Instruction: Please rewrite the part of the data that opens with the line containing "Outline every instance of the termite pincer." and closes with the line containing "139), (88, 139)]]", changing "termite pincer" to "termite jaw" and keeping everything else the same. Leave the pictures out of your answer.

Outline labeling data:
>> Start

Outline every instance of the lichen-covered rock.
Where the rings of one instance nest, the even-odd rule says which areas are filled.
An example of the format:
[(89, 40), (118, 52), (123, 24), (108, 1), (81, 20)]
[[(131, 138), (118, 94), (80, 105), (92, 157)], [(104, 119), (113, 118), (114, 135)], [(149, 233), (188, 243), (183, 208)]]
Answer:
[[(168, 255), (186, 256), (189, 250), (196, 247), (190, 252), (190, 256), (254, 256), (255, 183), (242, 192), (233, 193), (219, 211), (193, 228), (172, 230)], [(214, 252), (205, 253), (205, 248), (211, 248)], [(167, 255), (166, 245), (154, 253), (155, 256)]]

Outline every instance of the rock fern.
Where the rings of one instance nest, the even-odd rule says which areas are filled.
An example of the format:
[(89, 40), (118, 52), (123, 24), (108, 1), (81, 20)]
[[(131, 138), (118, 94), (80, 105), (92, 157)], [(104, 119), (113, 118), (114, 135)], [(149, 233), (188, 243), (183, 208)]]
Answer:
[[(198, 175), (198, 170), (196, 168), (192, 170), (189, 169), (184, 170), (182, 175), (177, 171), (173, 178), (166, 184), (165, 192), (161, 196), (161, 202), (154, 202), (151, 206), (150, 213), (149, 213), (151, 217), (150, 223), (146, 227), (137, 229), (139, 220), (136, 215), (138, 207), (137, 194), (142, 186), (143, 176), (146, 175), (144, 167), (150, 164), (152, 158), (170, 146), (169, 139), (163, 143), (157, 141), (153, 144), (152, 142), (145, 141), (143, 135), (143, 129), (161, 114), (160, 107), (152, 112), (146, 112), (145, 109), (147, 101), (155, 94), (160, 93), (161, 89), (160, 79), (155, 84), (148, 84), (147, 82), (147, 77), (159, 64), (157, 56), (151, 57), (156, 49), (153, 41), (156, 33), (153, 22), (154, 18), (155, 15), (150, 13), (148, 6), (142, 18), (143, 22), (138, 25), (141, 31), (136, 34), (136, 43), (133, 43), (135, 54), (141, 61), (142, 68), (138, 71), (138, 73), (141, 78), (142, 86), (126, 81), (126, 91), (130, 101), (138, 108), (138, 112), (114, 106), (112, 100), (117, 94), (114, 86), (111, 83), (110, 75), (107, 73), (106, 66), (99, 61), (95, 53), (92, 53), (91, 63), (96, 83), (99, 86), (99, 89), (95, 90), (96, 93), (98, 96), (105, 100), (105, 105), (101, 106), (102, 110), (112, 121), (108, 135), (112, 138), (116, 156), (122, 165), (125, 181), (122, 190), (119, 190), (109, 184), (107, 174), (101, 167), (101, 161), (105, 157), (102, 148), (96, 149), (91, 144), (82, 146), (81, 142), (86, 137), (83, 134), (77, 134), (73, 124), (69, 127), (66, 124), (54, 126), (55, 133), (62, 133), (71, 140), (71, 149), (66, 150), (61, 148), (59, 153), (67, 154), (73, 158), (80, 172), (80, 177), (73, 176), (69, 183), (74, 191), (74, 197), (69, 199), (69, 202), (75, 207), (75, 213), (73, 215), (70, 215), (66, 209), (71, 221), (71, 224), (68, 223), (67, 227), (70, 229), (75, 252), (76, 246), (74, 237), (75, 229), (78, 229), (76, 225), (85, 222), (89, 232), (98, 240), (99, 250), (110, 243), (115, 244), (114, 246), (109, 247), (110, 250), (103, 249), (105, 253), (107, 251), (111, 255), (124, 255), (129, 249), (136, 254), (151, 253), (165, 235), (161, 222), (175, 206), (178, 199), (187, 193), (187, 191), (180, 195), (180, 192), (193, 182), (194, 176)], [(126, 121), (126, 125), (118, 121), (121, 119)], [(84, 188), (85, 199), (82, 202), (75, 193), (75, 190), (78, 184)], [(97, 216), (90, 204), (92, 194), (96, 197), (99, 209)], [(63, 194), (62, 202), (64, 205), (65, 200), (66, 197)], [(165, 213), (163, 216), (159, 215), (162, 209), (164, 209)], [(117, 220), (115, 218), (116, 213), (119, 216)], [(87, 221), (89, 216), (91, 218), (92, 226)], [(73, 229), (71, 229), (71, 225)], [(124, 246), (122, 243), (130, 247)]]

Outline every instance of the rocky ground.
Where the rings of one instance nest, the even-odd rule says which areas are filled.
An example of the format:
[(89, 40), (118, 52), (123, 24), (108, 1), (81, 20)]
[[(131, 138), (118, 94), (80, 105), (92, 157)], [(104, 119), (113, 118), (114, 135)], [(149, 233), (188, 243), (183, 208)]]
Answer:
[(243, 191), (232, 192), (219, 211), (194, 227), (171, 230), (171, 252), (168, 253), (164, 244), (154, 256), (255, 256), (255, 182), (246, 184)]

>> End
>> Start

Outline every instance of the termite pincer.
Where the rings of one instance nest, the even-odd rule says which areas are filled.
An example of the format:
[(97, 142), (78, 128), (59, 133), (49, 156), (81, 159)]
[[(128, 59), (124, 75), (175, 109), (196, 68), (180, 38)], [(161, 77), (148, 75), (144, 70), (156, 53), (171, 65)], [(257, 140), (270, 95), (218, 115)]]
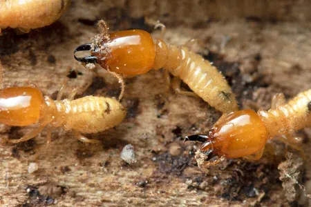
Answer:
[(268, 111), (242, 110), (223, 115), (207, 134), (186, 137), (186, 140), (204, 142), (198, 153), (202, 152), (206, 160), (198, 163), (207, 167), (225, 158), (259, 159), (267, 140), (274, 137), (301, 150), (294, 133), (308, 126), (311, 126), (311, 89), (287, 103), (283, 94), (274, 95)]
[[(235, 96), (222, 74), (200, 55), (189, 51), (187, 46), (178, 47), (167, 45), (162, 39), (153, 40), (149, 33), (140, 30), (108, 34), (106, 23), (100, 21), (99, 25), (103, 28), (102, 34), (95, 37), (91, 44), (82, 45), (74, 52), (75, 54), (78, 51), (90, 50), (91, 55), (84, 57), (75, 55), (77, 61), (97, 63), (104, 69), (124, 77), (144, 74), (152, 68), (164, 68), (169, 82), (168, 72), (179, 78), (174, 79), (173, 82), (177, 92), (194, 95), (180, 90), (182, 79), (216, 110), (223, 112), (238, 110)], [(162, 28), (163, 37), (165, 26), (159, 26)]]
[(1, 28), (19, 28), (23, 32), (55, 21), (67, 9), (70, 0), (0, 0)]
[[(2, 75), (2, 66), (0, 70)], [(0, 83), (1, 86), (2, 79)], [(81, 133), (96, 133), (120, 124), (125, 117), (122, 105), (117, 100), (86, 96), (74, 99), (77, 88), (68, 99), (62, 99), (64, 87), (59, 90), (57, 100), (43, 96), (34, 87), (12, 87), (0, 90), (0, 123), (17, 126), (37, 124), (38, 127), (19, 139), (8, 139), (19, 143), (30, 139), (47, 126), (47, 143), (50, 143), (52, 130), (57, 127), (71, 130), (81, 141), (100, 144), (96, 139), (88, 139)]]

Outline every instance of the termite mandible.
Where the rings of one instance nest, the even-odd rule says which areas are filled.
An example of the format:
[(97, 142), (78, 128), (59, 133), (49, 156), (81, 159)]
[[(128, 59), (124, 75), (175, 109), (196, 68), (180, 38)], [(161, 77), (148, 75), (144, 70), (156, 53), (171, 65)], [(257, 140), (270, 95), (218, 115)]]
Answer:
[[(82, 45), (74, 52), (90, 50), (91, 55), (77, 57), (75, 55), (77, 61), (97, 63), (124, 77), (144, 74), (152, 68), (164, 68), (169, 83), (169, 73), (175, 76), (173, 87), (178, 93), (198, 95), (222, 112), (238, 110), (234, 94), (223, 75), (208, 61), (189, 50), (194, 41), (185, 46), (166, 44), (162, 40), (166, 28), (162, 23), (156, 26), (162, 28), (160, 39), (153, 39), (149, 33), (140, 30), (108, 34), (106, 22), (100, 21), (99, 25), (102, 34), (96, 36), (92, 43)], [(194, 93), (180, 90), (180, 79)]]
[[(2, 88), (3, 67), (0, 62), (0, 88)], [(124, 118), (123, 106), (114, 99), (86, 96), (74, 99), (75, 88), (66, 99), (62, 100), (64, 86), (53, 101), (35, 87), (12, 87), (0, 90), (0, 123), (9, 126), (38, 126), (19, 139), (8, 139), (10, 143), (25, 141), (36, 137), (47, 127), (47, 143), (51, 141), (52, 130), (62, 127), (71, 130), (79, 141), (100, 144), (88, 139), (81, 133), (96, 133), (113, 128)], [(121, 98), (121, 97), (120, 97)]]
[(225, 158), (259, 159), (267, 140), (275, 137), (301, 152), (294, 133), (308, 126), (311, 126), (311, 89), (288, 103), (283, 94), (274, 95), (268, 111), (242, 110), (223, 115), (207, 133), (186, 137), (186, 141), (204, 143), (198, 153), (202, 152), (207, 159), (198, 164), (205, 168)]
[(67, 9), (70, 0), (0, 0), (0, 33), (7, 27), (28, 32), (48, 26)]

>> End

Answer to this exercise:
Outline every instance of the termite jaw.
Where the rings of one instance nest, the even-odd rule says which areas are filled.
An example of the format:
[(97, 142), (78, 128), (59, 133), (49, 156), (81, 159)]
[[(128, 59), (124, 75), (175, 109), (196, 68), (180, 38)], [(161, 77), (148, 75), (144, 70), (156, 53), (171, 65)], [(257, 140), (270, 95), (218, 115)]]
Answer:
[(268, 111), (242, 110), (223, 115), (207, 134), (186, 137), (186, 140), (204, 142), (198, 153), (202, 152), (206, 160), (198, 163), (207, 167), (225, 158), (259, 159), (267, 140), (274, 137), (301, 150), (294, 133), (308, 126), (311, 126), (311, 89), (287, 103), (283, 94), (274, 95)]
[[(235, 96), (222, 74), (200, 55), (189, 51), (187, 46), (178, 47), (167, 45), (162, 39), (153, 40), (149, 33), (140, 30), (108, 34), (106, 23), (100, 21), (99, 25), (103, 28), (102, 34), (95, 37), (91, 44), (82, 45), (74, 52), (75, 54), (78, 51), (90, 50), (91, 55), (84, 57), (75, 55), (77, 61), (97, 63), (104, 69), (124, 77), (144, 74), (152, 68), (164, 68), (169, 82), (168, 72), (179, 78), (174, 79), (173, 82), (177, 92), (194, 95), (180, 90), (182, 79), (216, 110), (223, 112), (238, 110)], [(162, 28), (163, 37), (165, 26), (159, 26)]]
[(1, 28), (19, 28), (23, 32), (55, 21), (67, 9), (70, 0), (0, 0)]
[[(2, 75), (2, 66), (0, 70)], [(0, 83), (1, 86), (2, 79)], [(81, 133), (96, 133), (120, 124), (125, 117), (122, 105), (117, 100), (86, 96), (74, 99), (77, 88), (68, 99), (62, 99), (64, 87), (59, 90), (57, 100), (43, 96), (34, 87), (12, 87), (0, 90), (0, 123), (17, 126), (37, 124), (38, 127), (19, 139), (8, 139), (19, 143), (30, 139), (47, 126), (47, 143), (50, 143), (52, 130), (57, 127), (71, 130), (81, 141), (100, 144), (96, 139), (88, 139)]]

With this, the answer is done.